■ **Instructions to follow**
Pull out each row below that contains the string "lawn", treating uppercase and lowercase letters as different.

Collected data:
========================

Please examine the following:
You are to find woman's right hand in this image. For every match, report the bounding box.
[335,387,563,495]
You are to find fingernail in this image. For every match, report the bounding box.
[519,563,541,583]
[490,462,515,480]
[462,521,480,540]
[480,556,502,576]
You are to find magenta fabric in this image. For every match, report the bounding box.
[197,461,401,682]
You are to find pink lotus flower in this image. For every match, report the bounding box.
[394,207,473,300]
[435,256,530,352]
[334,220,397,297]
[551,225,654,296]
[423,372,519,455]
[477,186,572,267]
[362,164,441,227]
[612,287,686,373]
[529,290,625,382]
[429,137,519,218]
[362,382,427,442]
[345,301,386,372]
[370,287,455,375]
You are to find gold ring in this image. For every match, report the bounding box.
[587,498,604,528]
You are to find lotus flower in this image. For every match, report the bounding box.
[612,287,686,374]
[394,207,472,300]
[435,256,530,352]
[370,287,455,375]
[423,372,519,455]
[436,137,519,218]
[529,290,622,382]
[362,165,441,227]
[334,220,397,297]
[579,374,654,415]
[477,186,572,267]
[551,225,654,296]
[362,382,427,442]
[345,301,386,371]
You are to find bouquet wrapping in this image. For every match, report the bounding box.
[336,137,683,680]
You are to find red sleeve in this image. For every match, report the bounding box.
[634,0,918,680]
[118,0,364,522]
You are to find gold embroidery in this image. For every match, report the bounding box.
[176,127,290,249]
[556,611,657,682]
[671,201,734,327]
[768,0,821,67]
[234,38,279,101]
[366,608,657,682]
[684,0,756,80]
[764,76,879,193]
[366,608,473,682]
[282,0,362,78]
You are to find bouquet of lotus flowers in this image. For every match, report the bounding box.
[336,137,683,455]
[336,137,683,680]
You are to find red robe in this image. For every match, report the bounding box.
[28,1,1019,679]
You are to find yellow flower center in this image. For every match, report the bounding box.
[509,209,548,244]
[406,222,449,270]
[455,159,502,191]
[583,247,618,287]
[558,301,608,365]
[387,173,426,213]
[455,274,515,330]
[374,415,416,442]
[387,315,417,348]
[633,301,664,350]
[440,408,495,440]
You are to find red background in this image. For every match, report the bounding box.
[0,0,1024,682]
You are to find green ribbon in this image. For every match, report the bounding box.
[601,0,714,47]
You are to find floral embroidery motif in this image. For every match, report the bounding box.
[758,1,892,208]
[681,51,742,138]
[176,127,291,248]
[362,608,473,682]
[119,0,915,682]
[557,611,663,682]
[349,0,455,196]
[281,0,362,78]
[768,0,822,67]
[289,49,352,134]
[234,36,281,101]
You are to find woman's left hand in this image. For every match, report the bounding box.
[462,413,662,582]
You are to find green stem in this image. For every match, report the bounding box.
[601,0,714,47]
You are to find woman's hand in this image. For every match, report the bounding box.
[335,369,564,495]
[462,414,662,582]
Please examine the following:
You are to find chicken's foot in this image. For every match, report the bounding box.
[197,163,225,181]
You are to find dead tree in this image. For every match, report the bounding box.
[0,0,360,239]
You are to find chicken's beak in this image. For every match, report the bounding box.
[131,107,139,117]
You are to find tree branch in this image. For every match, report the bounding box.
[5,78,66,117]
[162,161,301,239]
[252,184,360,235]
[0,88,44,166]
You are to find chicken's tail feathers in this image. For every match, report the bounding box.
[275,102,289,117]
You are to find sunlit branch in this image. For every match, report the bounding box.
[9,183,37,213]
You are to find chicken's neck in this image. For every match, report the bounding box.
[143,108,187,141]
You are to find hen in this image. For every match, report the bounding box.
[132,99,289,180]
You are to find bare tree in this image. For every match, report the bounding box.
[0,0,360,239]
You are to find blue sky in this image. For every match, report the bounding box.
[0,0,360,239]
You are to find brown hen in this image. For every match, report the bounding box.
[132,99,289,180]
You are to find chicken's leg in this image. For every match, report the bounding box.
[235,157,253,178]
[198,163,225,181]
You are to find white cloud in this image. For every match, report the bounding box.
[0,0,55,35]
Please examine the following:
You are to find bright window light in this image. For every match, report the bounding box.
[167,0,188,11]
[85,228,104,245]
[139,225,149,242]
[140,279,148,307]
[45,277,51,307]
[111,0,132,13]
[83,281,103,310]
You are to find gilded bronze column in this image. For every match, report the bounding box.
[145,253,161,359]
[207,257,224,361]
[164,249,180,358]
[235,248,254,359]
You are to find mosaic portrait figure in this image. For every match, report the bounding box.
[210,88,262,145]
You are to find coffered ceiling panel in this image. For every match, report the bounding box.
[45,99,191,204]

========================

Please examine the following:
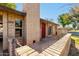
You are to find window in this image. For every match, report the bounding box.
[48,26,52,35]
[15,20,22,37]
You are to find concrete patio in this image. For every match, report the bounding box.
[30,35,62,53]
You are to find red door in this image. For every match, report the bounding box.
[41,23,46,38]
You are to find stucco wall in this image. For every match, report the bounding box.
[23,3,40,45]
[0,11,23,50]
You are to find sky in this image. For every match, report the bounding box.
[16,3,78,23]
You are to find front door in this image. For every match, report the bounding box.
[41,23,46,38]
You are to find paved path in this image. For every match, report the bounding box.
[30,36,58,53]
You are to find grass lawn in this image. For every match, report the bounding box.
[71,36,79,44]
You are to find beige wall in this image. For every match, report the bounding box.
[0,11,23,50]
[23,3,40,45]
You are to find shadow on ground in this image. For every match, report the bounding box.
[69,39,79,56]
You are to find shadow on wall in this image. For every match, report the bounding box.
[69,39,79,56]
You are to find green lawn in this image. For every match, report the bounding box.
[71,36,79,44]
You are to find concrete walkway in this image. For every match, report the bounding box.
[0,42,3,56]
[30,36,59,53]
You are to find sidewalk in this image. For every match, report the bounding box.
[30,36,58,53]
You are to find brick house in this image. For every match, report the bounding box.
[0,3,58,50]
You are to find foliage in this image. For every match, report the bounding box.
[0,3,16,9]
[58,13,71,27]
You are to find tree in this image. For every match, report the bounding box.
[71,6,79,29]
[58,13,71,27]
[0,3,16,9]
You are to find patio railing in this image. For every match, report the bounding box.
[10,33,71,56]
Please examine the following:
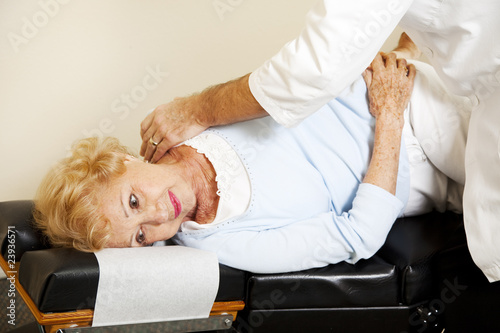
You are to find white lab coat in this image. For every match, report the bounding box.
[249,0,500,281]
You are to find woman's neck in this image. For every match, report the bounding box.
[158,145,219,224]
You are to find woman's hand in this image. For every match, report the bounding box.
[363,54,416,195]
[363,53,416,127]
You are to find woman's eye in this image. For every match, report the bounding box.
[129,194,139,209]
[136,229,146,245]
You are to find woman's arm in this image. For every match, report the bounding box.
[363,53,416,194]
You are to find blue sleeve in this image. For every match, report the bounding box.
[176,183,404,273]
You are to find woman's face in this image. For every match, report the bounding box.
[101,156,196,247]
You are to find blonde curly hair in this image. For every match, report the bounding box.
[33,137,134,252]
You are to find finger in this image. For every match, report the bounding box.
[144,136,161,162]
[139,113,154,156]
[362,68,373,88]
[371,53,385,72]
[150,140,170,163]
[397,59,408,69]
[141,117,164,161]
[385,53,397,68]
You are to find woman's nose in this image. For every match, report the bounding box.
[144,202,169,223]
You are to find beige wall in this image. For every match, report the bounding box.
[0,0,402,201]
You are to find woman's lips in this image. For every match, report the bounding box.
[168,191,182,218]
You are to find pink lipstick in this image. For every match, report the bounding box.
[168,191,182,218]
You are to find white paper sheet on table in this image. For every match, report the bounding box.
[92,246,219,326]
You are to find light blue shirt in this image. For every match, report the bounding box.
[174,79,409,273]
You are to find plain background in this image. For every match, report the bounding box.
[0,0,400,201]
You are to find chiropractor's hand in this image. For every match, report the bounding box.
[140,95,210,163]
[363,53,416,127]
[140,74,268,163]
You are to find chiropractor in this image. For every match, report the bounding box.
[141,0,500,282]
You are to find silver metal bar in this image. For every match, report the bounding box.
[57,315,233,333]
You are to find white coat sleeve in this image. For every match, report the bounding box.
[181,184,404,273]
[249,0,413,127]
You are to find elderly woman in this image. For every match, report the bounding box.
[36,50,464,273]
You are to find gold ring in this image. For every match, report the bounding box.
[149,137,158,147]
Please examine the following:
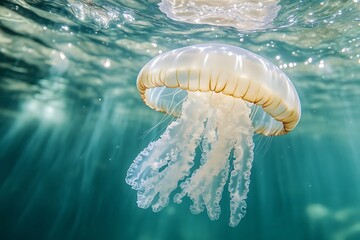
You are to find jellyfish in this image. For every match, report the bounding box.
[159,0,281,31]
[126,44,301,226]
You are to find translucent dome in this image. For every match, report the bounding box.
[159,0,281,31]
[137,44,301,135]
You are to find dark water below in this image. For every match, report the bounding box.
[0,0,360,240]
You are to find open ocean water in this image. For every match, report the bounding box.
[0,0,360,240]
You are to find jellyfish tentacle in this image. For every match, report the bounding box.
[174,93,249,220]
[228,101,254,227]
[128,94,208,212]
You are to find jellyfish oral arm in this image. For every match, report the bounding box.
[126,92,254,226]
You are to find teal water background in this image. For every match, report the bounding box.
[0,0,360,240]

========================

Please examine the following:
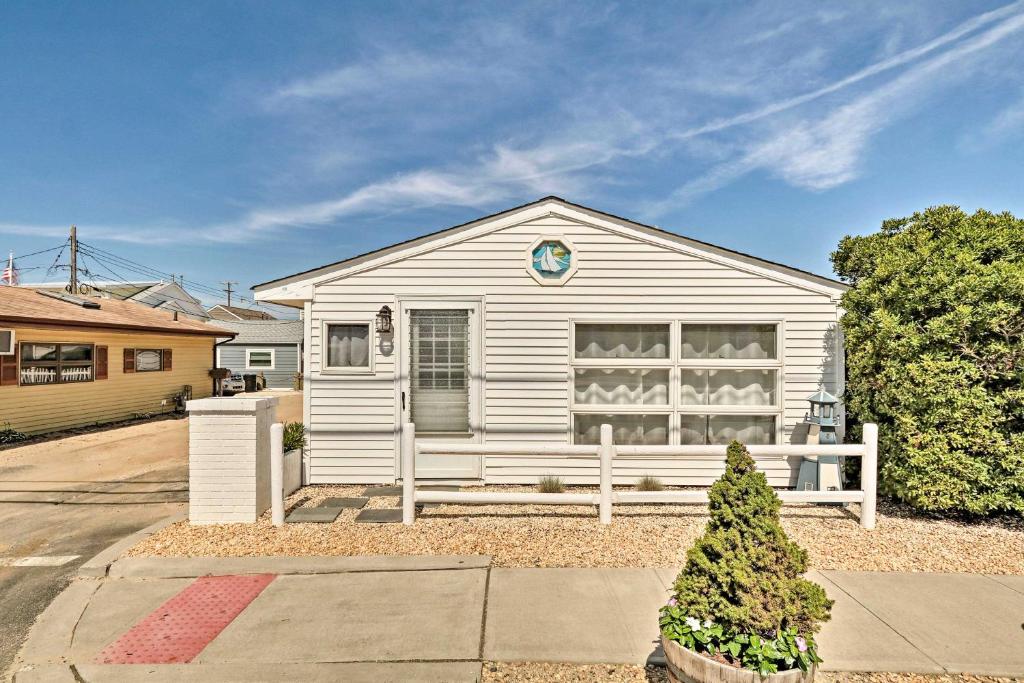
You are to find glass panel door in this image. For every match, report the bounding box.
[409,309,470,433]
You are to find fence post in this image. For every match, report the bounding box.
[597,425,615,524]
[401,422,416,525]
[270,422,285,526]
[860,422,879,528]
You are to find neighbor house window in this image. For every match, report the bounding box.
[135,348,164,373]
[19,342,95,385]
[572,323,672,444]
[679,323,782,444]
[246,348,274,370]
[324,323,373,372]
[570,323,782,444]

========================

■ **Solution**
You are to find grass lawn in this image. For every match, report the bounding box.
You are to find green lawn in this image. For every match, report the bounding box.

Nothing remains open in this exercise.